— WHAT YOU SHOULD DO —
Out of the records below, copy all lines in which the word "provide" occurs.

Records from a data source
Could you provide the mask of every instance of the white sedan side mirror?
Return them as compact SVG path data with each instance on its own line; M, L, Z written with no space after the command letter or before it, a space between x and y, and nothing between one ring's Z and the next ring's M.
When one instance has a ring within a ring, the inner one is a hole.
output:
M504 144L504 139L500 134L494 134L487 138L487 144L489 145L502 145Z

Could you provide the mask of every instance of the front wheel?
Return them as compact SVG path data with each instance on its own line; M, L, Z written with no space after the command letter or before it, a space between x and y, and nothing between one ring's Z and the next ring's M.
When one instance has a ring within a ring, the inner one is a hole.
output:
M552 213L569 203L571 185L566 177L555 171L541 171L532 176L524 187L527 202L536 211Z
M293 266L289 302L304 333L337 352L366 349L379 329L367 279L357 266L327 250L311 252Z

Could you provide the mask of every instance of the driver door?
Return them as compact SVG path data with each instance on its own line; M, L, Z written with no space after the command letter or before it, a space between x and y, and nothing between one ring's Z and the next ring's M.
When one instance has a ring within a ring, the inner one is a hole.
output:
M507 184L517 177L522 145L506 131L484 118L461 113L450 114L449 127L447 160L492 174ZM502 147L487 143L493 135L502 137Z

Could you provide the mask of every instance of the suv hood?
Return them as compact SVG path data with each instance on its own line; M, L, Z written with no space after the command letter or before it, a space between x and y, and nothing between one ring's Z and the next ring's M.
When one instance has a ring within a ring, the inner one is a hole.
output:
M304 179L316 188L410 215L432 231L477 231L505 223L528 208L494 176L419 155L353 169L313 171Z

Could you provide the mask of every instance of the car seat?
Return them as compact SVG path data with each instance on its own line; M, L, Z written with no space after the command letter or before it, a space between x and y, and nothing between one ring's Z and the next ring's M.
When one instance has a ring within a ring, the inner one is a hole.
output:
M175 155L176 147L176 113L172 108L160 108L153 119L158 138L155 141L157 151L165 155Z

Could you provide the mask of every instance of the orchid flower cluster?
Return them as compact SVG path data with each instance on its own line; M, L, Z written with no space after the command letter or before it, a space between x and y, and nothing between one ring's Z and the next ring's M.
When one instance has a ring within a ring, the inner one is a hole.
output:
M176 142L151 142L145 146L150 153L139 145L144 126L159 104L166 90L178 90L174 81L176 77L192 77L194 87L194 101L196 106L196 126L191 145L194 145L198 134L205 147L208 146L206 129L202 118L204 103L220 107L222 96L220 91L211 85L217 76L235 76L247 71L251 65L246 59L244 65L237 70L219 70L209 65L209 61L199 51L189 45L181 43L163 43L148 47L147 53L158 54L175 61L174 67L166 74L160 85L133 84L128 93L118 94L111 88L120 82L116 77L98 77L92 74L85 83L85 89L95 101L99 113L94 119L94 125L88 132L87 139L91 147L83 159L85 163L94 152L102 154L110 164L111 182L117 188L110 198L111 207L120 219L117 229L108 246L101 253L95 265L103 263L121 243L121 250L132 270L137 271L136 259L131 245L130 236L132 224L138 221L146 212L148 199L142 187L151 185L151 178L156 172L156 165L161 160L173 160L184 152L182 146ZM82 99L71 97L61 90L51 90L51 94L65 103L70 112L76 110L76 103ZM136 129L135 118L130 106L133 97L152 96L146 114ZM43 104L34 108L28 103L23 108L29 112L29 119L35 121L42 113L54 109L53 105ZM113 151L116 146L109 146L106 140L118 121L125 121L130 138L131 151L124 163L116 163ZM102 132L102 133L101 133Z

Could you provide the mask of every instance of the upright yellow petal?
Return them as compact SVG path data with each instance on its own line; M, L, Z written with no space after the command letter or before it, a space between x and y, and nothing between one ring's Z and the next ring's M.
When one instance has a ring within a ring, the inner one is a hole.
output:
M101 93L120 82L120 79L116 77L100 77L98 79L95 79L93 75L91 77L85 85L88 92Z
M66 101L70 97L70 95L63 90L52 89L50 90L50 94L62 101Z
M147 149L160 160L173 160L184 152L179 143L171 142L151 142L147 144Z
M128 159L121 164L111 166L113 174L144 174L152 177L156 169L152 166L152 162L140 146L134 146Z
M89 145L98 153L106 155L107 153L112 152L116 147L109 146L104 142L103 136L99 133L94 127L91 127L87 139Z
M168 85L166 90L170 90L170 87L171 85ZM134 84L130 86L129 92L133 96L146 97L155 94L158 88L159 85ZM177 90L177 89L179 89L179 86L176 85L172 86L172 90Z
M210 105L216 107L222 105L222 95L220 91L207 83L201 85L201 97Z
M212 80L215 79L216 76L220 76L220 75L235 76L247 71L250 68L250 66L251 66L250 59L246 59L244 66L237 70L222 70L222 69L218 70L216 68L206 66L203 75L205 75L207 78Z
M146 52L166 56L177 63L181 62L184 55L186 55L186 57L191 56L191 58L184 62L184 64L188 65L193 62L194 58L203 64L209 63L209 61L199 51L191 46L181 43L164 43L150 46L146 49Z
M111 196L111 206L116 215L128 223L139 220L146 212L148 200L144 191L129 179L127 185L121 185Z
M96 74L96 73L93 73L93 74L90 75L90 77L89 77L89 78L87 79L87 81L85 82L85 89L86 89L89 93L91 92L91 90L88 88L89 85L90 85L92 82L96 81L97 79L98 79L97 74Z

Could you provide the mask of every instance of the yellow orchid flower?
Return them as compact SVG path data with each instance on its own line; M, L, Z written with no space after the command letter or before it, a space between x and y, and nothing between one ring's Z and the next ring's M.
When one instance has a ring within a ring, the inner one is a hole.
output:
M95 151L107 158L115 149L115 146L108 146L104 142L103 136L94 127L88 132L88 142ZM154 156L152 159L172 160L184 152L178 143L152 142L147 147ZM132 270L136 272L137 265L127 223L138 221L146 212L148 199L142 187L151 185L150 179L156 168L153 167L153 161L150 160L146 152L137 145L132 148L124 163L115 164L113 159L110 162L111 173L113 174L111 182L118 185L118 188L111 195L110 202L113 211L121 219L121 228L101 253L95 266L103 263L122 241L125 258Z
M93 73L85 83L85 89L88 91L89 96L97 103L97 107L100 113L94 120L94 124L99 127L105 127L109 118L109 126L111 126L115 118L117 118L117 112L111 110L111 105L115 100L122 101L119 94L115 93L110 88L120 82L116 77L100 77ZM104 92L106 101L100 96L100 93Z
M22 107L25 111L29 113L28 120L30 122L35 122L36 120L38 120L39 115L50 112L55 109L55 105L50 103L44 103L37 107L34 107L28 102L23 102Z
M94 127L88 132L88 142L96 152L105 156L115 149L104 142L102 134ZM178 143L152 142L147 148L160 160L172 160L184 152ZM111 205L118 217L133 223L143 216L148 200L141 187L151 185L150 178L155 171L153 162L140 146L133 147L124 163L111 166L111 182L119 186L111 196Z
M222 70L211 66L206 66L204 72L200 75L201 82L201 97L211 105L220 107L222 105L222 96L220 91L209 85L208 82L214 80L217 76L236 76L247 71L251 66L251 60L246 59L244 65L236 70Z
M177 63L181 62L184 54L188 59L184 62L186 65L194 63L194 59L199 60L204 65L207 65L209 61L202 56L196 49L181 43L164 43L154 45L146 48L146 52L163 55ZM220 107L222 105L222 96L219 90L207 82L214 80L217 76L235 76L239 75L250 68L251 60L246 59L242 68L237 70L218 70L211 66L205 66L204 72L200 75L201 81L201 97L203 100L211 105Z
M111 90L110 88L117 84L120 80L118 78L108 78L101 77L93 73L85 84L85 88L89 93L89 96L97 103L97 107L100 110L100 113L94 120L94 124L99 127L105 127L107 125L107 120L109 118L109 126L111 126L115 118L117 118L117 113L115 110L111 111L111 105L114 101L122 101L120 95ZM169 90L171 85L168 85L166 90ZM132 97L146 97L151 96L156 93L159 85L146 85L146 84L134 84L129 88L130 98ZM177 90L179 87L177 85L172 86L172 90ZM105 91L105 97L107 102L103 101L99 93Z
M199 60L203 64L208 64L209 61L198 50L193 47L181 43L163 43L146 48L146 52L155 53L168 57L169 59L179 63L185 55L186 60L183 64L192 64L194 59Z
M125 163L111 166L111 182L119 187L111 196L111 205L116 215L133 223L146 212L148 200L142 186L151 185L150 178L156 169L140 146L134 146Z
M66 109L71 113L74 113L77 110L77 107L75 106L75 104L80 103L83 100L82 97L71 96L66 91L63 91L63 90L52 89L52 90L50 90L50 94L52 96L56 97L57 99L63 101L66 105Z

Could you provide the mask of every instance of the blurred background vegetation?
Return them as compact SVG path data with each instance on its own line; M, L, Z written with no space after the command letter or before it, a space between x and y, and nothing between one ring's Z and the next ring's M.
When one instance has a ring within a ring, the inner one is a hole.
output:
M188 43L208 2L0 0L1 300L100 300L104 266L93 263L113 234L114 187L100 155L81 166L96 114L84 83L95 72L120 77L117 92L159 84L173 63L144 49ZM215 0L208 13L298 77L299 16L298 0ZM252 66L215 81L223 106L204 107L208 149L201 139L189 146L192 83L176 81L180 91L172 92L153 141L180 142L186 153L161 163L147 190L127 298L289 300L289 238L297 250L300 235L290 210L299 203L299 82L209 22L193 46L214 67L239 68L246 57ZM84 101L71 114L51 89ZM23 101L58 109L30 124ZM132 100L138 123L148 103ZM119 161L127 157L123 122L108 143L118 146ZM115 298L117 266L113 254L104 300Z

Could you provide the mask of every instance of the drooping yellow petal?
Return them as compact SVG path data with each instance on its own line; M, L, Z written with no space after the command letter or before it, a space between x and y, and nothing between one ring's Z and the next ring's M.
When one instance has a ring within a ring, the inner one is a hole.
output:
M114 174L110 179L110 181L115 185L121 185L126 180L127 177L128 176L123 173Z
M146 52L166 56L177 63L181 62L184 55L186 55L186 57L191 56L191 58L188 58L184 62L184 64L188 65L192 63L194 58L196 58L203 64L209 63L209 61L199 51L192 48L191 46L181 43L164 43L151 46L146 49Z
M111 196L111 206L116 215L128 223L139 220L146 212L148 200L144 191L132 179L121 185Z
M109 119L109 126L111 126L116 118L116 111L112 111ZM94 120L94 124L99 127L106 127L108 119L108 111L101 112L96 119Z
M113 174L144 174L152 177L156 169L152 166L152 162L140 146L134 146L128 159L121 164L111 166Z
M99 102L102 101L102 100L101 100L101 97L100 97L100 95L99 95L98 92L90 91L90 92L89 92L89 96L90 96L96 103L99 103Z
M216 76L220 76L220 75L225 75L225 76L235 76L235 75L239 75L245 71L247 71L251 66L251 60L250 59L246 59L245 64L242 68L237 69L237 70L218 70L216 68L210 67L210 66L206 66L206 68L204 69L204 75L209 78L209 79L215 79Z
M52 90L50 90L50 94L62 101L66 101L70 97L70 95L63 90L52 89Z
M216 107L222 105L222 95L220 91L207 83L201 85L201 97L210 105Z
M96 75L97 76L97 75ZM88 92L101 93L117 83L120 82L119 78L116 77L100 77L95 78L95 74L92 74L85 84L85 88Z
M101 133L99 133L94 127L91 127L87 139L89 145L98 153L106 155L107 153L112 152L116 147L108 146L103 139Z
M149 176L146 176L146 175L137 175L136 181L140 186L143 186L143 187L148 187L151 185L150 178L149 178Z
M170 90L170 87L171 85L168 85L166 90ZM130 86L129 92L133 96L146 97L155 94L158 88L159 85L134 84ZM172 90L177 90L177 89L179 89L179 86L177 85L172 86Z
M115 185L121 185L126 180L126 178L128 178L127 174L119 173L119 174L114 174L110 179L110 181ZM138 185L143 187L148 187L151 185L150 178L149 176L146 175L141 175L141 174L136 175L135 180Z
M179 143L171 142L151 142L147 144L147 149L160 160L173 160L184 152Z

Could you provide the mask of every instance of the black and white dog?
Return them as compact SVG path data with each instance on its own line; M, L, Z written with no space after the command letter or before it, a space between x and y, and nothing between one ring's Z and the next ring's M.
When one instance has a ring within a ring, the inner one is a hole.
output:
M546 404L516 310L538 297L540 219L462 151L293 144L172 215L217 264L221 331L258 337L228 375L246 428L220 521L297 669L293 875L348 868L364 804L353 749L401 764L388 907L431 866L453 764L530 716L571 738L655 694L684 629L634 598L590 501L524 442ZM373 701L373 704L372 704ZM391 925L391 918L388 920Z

— EXERCISE SOLUTION —
Could you provide the mask of every instance of the white sedan side mirror?
Could you provide the mask of every instance of the front wheel?
Could you provide the mask of every instance of the driver door?
Could you provide the mask of every instance of the suv hood?
Could you provide the mask of every instance of the car seat?
Could you provide the mask of every instance of the orchid flower cluster?
Could you provide the mask of every instance of the upright yellow petal?
Could you provide the mask of every instance of the yellow orchid flower?
Could you provide the mask of every instance of the blurred background vegetation?
Could you provide the mask of every instance of the drooping yellow petal?
Could you provide the mask of every instance of the black and white dog?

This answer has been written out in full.